'''

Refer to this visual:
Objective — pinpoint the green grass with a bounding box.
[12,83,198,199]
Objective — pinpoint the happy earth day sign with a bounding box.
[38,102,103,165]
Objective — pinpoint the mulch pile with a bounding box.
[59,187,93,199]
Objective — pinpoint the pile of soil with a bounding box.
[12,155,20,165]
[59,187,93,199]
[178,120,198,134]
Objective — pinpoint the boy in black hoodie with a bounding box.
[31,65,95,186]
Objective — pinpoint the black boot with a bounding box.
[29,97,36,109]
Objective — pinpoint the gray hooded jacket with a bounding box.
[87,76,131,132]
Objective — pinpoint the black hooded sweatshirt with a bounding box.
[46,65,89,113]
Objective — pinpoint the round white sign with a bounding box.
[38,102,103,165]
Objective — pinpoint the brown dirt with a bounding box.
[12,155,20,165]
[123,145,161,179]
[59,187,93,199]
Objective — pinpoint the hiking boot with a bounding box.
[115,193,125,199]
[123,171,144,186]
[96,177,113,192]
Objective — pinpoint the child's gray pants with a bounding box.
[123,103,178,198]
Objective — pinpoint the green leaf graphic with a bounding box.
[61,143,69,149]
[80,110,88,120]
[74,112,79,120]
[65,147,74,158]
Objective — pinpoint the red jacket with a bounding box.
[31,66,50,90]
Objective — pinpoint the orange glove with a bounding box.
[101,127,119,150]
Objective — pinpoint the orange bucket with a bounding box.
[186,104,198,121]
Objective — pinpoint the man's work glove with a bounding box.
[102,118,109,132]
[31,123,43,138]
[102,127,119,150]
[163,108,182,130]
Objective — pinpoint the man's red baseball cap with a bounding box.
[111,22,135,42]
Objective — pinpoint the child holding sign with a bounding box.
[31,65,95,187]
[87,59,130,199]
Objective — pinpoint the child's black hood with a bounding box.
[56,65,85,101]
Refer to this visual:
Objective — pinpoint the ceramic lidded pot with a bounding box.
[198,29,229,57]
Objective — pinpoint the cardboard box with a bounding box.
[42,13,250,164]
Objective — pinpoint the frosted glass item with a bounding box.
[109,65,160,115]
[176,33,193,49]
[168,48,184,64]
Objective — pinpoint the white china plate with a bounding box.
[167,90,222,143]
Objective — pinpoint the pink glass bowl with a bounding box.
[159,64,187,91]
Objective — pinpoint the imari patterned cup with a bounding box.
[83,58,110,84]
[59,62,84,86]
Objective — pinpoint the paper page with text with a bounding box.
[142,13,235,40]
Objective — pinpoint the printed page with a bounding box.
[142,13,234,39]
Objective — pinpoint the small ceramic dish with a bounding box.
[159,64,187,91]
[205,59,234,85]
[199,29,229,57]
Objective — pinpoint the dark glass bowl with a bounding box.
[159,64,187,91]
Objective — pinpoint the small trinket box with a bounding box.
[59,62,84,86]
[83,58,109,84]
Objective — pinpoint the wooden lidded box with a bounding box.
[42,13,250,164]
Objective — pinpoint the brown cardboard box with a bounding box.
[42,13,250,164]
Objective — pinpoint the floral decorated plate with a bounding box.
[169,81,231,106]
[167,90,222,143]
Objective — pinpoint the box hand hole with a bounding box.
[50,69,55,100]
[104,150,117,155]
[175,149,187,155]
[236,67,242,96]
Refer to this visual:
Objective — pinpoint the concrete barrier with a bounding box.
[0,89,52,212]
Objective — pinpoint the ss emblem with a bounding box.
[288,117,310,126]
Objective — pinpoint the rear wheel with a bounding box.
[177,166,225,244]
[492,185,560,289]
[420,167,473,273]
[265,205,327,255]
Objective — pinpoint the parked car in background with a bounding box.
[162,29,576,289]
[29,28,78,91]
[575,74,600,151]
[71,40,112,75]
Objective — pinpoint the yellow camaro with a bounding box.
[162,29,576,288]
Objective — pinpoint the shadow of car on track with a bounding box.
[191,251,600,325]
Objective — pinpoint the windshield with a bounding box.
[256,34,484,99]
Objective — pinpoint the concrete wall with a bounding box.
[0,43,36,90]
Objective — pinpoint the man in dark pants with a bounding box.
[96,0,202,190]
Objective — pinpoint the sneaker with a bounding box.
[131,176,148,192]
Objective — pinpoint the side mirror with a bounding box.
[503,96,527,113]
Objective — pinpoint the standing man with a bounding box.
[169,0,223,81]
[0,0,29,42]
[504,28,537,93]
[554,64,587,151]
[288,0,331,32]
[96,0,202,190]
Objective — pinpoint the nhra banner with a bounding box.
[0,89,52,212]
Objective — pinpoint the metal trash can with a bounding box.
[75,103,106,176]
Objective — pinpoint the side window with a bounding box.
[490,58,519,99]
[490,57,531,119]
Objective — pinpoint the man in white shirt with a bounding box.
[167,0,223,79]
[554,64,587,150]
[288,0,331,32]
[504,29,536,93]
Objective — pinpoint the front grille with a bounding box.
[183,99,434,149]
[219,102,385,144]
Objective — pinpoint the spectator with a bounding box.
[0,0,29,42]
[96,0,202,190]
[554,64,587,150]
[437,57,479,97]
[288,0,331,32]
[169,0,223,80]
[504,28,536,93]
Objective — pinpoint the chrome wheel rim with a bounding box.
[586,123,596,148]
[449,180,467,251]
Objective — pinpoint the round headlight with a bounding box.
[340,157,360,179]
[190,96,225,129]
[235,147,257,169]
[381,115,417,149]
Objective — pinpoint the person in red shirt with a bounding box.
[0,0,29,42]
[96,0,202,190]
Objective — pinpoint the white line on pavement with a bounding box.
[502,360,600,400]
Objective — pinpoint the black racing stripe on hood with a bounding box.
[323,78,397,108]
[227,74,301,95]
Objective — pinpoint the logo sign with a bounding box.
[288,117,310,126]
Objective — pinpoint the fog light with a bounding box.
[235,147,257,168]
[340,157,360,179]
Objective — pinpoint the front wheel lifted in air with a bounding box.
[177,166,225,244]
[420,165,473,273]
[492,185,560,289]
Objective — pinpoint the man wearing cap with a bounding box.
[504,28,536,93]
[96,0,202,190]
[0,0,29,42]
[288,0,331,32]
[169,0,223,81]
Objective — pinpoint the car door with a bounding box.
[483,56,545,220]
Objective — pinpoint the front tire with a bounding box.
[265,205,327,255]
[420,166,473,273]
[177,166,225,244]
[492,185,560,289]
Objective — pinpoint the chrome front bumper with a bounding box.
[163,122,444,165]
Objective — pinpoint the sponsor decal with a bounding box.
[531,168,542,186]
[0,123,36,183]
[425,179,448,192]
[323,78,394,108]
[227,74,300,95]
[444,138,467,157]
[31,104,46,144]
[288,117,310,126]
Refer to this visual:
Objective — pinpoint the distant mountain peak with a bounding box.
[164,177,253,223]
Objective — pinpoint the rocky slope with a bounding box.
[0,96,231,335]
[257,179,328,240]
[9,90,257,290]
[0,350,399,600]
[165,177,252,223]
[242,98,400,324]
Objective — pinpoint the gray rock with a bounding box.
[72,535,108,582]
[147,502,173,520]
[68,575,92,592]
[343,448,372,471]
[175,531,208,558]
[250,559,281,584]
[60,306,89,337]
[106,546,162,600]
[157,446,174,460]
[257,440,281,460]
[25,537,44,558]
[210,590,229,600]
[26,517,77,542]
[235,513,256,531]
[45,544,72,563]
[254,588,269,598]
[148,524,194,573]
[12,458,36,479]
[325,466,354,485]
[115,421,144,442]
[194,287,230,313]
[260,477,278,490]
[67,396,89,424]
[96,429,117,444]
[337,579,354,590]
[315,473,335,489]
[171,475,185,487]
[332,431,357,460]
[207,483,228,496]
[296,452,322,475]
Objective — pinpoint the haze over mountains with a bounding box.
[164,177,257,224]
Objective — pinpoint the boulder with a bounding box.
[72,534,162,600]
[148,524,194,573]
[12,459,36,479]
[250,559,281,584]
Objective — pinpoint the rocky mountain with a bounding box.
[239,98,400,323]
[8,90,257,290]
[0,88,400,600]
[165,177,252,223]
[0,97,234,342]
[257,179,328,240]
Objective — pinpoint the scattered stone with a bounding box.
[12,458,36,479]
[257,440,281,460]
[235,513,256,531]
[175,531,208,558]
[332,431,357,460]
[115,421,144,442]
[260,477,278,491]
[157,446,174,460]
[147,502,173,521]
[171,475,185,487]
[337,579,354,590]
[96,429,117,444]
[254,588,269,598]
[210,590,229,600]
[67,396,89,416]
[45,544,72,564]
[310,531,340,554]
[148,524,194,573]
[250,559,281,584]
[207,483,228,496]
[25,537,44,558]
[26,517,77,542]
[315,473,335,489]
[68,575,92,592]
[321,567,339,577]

'''

Rewrite everything from the line containing "Objective — pinpoint the frosted" down to the line containing "[236,67,242,96]", substituting "little" for "small" and keeping the rest unchanged.

Objective — pinpoint the frosted glass item with a bounding box.
[109,65,160,115]
[176,33,193,49]
[168,48,184,64]
Objective — pinpoint the white china plate with a bounding box.
[167,90,222,143]
Objective — pinpoint the pink glass bowl with a bounding box.
[159,64,187,91]
Objective — pinpoint the imari patterned cup with a bounding box.
[83,58,110,84]
[59,62,84,86]
Objective — pinpoint the paper page with text with a bounding box.
[142,13,235,40]
Objective — pinpoint the printed page with a bounding box.
[142,13,234,39]
Objective — pinpoint the little ceramic dish with a bounding box.
[159,64,187,91]
[205,59,234,85]
[199,29,229,57]
Objective — pinpoint the dark glass bowl with a bounding box.
[159,64,187,91]
Objective — pinpoint the little trinket box with a bounding box.
[59,62,84,86]
[83,58,109,84]
Objective — pinpoint the wooden lidded box with a bounding box.
[42,13,250,164]
Objective — pinpoint the brown cardboard box with a bounding box.
[42,13,250,164]
Objective — pinpoint the floral decorated plate with a bounding box.
[169,81,231,106]
[167,90,222,143]
Objective — pinpoint the box hand hole with a bounding box.
[50,69,55,100]
[104,150,117,155]
[175,149,187,155]
[236,67,242,96]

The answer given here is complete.